* _AIM OF THE EXERCISE_:
Copy out every line of the records below word for word, omitting the pictures.

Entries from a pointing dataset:
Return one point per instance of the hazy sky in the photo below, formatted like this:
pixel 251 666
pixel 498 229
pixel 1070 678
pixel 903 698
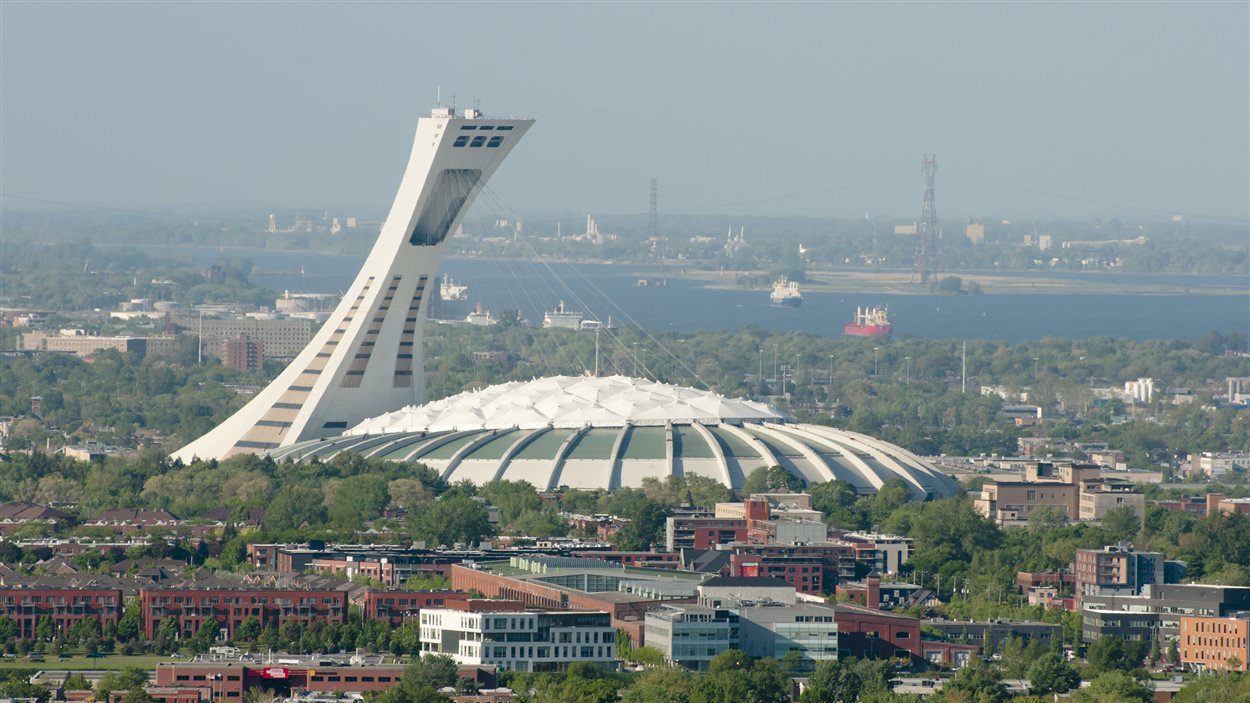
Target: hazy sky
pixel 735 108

* _REPLY TO THE TASK_:
Return one point per instance of the hazy sky in the photo below, formatted like this:
pixel 251 666
pixel 498 229
pixel 1070 678
pixel 903 698
Target: hazy sky
pixel 735 108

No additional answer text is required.